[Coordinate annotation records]
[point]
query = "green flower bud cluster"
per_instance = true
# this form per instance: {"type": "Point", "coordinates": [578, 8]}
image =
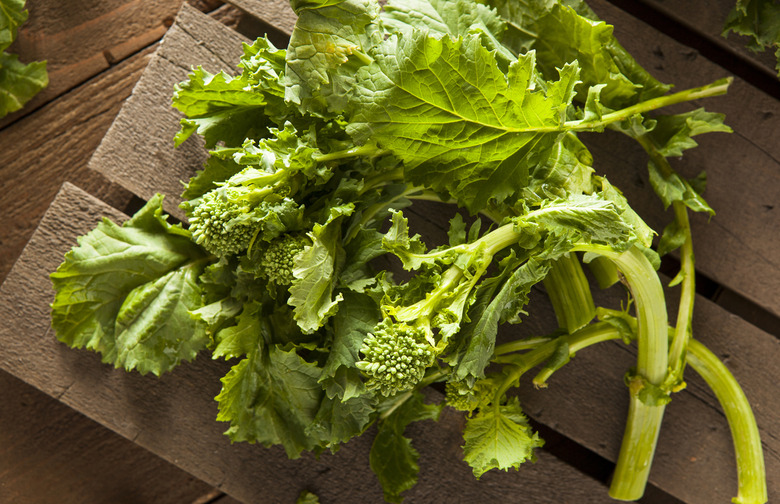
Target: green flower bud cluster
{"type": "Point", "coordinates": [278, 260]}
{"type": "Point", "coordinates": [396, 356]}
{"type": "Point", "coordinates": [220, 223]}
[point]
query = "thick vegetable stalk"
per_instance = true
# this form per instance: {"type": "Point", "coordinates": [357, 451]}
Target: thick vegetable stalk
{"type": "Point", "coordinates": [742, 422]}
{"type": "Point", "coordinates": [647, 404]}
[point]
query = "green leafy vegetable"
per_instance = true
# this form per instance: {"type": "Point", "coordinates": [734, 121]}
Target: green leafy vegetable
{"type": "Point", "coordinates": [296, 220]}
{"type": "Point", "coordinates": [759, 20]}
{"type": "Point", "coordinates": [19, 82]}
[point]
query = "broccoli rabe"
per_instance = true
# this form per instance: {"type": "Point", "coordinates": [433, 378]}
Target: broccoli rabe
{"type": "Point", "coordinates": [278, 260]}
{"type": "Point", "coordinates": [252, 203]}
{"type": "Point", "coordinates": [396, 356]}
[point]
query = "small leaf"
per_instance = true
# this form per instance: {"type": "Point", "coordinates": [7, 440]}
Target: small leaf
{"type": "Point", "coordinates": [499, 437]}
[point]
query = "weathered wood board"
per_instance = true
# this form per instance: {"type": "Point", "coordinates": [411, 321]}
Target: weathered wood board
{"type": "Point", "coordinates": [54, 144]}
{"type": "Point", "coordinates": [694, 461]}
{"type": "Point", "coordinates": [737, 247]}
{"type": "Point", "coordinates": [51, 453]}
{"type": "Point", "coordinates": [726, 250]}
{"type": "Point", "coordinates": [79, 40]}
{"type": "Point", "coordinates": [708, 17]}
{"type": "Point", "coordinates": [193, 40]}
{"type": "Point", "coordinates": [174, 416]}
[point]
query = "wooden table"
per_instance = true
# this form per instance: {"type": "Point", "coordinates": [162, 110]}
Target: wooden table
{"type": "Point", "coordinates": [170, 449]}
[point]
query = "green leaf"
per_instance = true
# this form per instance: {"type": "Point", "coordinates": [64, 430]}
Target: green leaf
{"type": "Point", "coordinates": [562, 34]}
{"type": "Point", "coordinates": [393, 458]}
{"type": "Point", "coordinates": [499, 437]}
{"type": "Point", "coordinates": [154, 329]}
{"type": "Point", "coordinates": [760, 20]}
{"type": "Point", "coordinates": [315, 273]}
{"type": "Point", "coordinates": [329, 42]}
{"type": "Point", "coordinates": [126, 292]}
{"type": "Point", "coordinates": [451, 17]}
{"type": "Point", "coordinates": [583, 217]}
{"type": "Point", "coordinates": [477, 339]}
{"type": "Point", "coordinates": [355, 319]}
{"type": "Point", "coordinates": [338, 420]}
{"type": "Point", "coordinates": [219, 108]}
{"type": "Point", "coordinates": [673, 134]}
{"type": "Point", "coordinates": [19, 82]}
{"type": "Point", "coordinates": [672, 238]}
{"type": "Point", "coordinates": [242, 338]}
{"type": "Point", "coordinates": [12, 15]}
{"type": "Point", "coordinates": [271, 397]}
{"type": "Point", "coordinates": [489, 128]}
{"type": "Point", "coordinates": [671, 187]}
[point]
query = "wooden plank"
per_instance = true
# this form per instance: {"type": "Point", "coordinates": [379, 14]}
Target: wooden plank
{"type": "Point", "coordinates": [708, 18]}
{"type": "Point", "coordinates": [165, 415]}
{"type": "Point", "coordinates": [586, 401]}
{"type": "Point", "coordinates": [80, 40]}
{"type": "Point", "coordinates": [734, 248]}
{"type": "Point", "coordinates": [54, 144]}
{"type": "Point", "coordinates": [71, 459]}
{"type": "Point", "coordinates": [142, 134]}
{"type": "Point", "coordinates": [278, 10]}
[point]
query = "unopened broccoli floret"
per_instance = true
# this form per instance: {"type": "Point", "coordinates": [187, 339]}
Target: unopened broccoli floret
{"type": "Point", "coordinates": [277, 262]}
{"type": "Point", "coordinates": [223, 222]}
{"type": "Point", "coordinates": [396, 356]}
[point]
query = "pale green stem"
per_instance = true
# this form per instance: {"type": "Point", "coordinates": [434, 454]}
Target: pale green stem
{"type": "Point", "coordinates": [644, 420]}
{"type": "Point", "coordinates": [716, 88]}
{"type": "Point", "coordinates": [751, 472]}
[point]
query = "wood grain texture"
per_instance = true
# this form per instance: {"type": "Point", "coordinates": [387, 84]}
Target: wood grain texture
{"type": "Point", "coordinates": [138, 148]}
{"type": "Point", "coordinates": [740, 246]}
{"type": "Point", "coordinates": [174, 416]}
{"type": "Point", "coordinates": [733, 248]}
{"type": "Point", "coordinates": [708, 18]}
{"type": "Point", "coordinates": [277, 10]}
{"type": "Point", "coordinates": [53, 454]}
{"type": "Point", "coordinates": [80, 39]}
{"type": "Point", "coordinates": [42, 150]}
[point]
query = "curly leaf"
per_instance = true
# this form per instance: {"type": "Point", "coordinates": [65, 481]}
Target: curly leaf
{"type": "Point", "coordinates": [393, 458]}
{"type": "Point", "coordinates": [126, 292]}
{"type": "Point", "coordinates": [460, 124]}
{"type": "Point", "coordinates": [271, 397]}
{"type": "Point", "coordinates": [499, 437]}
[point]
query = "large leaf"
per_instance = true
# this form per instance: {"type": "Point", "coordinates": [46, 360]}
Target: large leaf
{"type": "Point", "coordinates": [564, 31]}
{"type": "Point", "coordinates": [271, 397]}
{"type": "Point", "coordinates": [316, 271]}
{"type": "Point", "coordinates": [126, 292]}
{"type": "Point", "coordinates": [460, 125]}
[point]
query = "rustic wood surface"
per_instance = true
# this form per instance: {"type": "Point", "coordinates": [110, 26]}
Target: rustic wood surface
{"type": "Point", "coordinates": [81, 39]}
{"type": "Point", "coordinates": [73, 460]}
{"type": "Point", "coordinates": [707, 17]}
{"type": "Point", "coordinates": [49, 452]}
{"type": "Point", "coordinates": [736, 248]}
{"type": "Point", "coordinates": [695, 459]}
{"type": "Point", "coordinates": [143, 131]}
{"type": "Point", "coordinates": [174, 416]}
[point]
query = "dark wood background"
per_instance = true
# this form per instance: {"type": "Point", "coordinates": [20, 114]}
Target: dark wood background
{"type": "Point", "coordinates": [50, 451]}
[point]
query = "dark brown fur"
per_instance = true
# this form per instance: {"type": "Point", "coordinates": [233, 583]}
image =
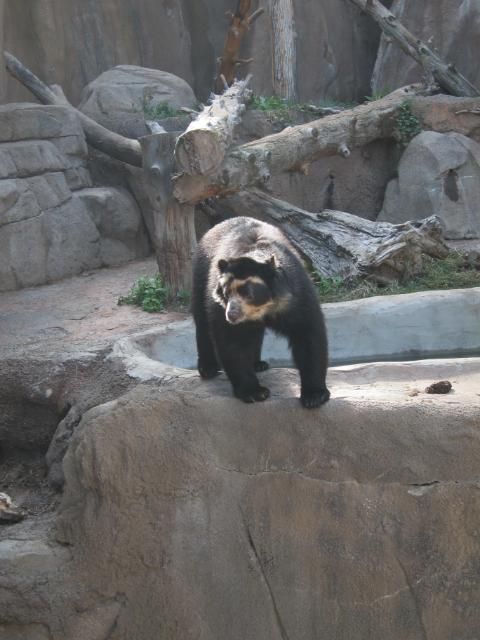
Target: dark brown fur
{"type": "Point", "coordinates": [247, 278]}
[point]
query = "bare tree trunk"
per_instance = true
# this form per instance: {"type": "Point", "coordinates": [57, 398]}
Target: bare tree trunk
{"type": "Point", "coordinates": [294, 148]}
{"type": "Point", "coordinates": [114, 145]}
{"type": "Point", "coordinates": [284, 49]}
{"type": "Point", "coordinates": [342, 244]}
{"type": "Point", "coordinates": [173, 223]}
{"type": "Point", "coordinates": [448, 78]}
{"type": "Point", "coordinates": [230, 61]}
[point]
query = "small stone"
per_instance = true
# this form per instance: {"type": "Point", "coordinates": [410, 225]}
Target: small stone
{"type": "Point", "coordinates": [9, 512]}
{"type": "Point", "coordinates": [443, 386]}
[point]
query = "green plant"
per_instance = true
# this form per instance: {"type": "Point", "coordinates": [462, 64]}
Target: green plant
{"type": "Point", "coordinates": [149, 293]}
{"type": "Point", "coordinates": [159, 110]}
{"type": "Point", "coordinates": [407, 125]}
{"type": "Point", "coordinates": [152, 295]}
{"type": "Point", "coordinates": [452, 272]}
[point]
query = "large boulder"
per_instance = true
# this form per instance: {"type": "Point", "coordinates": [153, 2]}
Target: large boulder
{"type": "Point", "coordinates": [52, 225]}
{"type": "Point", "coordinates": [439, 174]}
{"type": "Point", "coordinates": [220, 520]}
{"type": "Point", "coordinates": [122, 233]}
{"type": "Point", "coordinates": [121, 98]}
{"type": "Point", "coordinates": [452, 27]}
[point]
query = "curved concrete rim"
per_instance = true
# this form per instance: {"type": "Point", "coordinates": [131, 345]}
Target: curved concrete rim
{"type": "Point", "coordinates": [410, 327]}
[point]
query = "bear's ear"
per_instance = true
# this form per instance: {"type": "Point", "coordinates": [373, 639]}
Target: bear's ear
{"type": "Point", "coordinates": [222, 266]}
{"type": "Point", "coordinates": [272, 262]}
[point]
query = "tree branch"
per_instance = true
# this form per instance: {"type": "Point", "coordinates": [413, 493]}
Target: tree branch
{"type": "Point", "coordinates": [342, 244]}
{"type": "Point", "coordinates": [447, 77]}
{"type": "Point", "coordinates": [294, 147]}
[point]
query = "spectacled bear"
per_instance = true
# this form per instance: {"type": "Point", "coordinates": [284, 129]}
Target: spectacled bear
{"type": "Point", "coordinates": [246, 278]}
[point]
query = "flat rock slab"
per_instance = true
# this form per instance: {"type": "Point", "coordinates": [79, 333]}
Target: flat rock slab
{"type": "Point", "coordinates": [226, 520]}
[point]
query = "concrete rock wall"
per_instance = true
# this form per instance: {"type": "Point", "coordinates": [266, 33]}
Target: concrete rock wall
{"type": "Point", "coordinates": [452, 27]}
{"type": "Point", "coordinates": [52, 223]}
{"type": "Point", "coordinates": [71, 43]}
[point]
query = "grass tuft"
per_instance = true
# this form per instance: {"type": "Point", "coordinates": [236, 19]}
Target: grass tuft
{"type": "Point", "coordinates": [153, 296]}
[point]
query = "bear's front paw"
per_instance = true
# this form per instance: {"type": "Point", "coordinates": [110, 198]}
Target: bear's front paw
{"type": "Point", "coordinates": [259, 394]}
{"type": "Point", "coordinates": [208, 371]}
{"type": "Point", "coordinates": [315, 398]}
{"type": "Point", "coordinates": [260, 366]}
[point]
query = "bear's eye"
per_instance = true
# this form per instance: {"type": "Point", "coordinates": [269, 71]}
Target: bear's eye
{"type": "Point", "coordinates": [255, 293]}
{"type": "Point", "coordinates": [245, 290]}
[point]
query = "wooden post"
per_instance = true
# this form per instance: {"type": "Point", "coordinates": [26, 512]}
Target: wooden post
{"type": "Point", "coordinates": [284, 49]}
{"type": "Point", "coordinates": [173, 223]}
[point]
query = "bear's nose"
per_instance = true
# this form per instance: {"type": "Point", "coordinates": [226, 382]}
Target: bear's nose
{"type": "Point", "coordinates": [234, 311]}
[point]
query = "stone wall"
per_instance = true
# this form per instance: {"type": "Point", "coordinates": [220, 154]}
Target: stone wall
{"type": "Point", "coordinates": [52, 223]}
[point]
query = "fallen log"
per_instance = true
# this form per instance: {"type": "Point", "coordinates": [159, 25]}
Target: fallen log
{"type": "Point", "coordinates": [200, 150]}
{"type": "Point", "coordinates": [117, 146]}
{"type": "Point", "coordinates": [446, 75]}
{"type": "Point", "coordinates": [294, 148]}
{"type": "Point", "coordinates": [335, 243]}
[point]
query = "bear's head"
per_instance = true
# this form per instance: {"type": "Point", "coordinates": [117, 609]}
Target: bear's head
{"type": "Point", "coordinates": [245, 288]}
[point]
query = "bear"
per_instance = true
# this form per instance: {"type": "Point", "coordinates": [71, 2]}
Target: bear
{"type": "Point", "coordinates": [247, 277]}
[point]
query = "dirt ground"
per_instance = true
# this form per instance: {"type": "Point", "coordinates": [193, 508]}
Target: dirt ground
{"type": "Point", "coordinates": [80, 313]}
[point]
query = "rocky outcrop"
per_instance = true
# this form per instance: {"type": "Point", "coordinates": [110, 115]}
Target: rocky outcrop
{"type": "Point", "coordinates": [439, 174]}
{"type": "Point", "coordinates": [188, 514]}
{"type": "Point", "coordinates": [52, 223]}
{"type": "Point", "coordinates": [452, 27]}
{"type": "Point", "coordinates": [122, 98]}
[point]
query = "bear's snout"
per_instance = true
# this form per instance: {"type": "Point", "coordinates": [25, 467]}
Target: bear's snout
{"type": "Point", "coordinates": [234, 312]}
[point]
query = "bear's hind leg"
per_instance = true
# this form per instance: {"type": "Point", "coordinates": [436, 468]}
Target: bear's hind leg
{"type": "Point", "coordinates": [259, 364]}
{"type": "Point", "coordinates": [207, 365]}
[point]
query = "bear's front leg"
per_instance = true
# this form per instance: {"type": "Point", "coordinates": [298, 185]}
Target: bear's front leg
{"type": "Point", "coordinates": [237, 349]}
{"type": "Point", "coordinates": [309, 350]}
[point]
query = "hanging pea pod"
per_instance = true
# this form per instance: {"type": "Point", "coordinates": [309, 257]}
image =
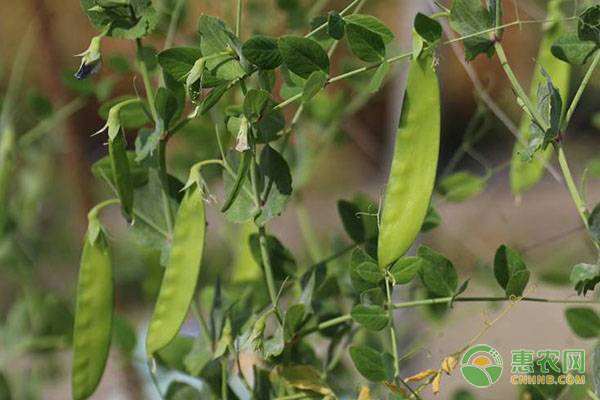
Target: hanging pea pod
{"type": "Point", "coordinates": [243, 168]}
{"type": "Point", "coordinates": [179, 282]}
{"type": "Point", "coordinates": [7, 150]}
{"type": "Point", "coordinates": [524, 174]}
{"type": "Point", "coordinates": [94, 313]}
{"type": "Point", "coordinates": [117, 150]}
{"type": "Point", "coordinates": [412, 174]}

| Directions |
Collect every line of the data above that contains the word "dark", and copy each one unchanged.

| Exercise response |
query = "dark wood background"
Target: dark wood background
query = "dark brown fur"
Target: dark brown fur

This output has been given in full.